PAGINAFRAGMENT:
══════

Aspasia - vernoemd naar de hoogbegaafde levensgezellin van staatsman en veldheer Perikles die in de vijfde eeuw voor Christus leefde - werd in 1999 ingesteld als tijdelijke programma ter vergroting van het aantal vrouwelijke UHD's. Vrouwen die in aanmerking wilden komen, schreven een onderzoeksvoorstel dat bij NWO werd ingediend voorzien van een steunbetuiging van het CvB. Op de UT deed Beate van der Heijden in 2000 als eerste een gooi naar de premie. Zij kreeg het geld toegewezen en is inmiddels al enige jaren hoogleraar, zowel aan de faculteit MB als aan de Maastricht School of Management. Hoeveel vrouwen na Van der Heijden gebruik hebben gemaakt van Aspasia, is niet centraal geregistreerd op de UT. Wel is bekend dat hoogleraar Lissa Roberts ook de premie ontving.
NWO heeft het Aspasia-programma nu dus in een nieuw jasje gestoken en gekoppeld aan de Vernieuwingsimpuls. Omdat de deelname van vrouwen aan de Vidi- en Vici-rondes van de Vernieuwingsimpuls altijd gering was, is besloten om deelname hieraan te stimuleren. Universiteiten die vrouwelijke Vidi- en Vici-laureaten binnen een jaar bevorderen tot universitair hoofddocent of hoogleraar, komen in aanmerking voor de Aspasia-premie.

══════

VERZAMELDE GEGEVENS:

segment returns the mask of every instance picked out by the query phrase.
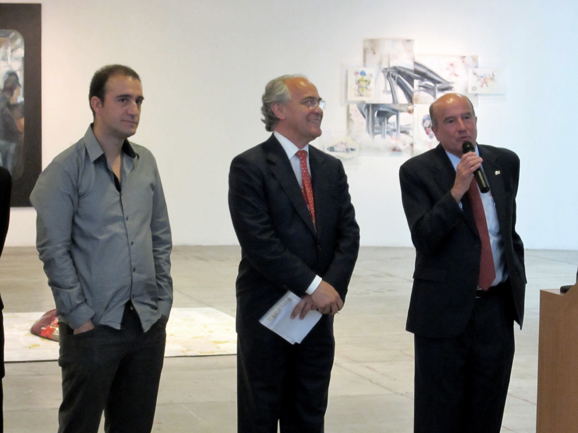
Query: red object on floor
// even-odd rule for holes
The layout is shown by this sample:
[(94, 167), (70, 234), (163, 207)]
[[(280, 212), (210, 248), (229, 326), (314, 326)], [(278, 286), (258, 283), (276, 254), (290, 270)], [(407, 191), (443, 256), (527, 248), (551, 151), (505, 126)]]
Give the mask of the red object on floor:
[(35, 322), (30, 329), (30, 332), (43, 338), (58, 341), (60, 334), (58, 316), (56, 315), (56, 309), (47, 311), (42, 317)]

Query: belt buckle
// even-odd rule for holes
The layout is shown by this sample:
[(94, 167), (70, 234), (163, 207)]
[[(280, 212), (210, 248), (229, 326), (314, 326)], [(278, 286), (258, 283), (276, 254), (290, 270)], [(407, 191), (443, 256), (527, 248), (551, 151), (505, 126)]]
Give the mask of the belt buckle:
[(476, 299), (479, 299), (484, 296), (484, 289), (478, 286), (476, 288)]

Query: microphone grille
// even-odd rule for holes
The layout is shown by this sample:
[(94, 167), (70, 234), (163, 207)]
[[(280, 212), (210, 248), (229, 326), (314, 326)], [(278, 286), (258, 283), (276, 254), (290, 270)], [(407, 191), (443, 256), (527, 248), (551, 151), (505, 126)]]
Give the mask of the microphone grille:
[(464, 141), (464, 144), (462, 144), (462, 150), (465, 154), (466, 154), (468, 152), (473, 152), (473, 144), (472, 144), (470, 141)]

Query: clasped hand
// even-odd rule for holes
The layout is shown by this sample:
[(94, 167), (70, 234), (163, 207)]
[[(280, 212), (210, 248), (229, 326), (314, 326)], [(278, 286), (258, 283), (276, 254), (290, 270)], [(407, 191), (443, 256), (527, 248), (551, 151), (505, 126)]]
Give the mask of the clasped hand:
[(295, 305), (291, 313), (291, 319), (298, 315), (300, 319), (305, 318), (312, 309), (321, 314), (334, 316), (343, 308), (343, 301), (333, 286), (325, 281), (321, 281), (317, 288), (311, 294), (305, 294)]

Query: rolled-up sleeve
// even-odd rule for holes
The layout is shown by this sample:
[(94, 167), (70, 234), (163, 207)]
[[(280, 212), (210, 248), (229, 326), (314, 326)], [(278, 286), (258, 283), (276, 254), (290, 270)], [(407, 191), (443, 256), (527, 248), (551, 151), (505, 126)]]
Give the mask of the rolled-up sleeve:
[(37, 213), (36, 249), (44, 263), (57, 312), (71, 327), (77, 328), (94, 315), (86, 303), (71, 256), (77, 186), (62, 166), (53, 162), (39, 177), (30, 201)]

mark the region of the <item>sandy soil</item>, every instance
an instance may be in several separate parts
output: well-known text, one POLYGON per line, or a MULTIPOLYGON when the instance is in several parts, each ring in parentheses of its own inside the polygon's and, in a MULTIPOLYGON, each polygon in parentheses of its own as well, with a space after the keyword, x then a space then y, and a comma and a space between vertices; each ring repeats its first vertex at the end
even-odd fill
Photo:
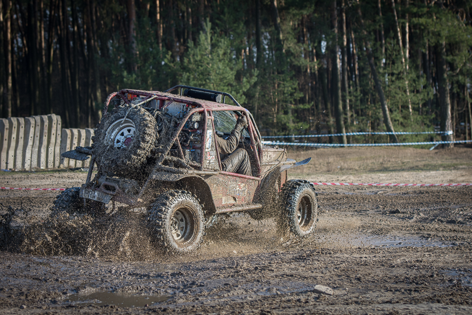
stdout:
MULTIPOLYGON (((314 161, 290 176, 472 182, 471 152, 291 152, 314 161)), ((86 176, 6 173, 0 186, 69 187, 86 176)), ((58 222, 58 232, 44 224, 57 192, 0 191, 0 214, 15 214, 9 233, 33 236, 0 233, 0 313, 472 313, 472 187, 316 188, 319 222, 302 242, 281 238, 273 220, 238 214, 209 229, 195 254, 178 257, 153 248, 139 212, 58 222)))

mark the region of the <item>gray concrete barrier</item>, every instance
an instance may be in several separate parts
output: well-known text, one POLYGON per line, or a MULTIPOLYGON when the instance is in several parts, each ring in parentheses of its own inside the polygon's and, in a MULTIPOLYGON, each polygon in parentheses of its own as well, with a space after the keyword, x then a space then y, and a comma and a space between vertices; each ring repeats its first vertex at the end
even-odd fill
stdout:
POLYGON ((60 154, 77 146, 90 146, 93 130, 62 128, 59 116, 51 114, 0 118, 0 168, 31 171, 88 167, 85 161, 60 154))

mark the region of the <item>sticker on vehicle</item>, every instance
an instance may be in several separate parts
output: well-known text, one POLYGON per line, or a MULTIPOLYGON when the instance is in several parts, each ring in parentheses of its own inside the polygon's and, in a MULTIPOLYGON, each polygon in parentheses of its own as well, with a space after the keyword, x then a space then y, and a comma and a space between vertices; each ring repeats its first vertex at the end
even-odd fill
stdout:
POLYGON ((205 148, 209 150, 212 147, 212 131, 207 131, 207 143, 205 143, 205 148))

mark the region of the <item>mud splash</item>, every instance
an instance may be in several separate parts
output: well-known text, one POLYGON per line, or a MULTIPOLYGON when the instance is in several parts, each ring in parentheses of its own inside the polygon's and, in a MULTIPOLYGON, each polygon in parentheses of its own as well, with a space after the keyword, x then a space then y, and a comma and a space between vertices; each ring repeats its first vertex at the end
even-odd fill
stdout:
POLYGON ((151 241, 143 213, 119 210, 113 216, 98 217, 63 213, 38 218, 11 207, 3 212, 0 248, 10 251, 140 261, 160 254, 151 241))

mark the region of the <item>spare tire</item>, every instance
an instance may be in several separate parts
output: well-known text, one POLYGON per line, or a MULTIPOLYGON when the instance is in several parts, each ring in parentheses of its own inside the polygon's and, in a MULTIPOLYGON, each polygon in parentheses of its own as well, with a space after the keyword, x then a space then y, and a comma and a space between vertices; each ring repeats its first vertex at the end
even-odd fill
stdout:
POLYGON ((120 106, 104 116, 92 137, 92 152, 107 174, 136 177, 155 147, 156 120, 140 106, 120 106))

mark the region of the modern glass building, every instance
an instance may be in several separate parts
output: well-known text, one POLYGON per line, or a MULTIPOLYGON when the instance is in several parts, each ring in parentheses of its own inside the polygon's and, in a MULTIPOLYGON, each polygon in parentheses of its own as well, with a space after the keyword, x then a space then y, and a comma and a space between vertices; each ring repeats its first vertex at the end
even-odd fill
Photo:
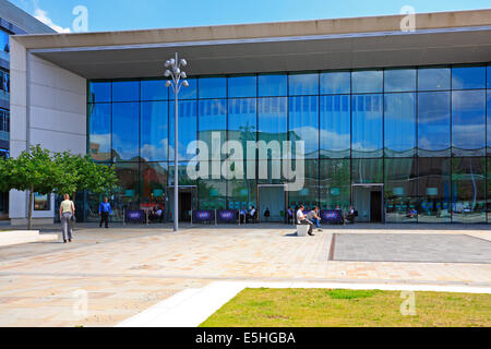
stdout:
MULTIPOLYGON (((404 20, 12 37, 12 89, 27 96, 11 113, 26 125, 11 130, 11 153, 88 153, 118 173, 116 219, 155 206, 173 219, 175 96, 163 76, 179 52, 191 76, 179 95, 181 220, 255 206, 283 221, 303 203, 352 205, 358 221, 491 222, 491 10, 417 14, 415 31, 404 20), (194 141, 215 155, 228 141, 303 141, 304 171, 295 156, 295 169, 275 167, 280 146, 200 163, 194 141), (227 178, 224 166, 255 176, 227 178), (189 174, 202 168, 221 174, 189 174), (294 171, 304 185, 287 191, 294 171)), ((99 200, 81 193, 79 219, 97 219, 99 200)), ((51 201, 38 219, 52 221, 51 201)), ((26 195, 10 202, 24 221, 26 195)))
MULTIPOLYGON (((255 206, 283 219, 288 205, 303 203, 354 205, 361 221, 488 219, 491 65, 195 76, 189 83, 179 104, 183 212, 255 206), (304 141, 304 188, 286 192, 278 184, 288 179, 271 171, 267 179, 191 180, 185 169, 195 154, 188 145, 202 140, 212 148, 212 132, 244 144, 304 141)), ((117 206, 171 210, 175 106, 165 80, 91 81, 87 96, 87 148, 118 172, 117 206)), ((274 156, 258 156, 255 168, 271 167, 274 156)), ((242 161, 250 165, 246 156, 242 161)), ((91 200, 92 212, 98 200, 91 200)))

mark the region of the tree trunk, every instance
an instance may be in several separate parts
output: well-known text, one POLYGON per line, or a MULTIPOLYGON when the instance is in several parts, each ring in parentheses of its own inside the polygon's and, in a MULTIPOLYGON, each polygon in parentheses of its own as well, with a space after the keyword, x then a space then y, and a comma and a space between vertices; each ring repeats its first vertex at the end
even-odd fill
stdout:
POLYGON ((33 226, 33 198, 34 198, 34 188, 29 191, 29 209, 27 215, 27 230, 31 230, 33 226))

══════

OPDRACHTOMSCHRIJVING:
Wie deed volgens het paginafragment in 2000 als eerste op de UT een gooi naar de Aspasia-premie?

HET ANTWOORD:
Beate van der Heijden.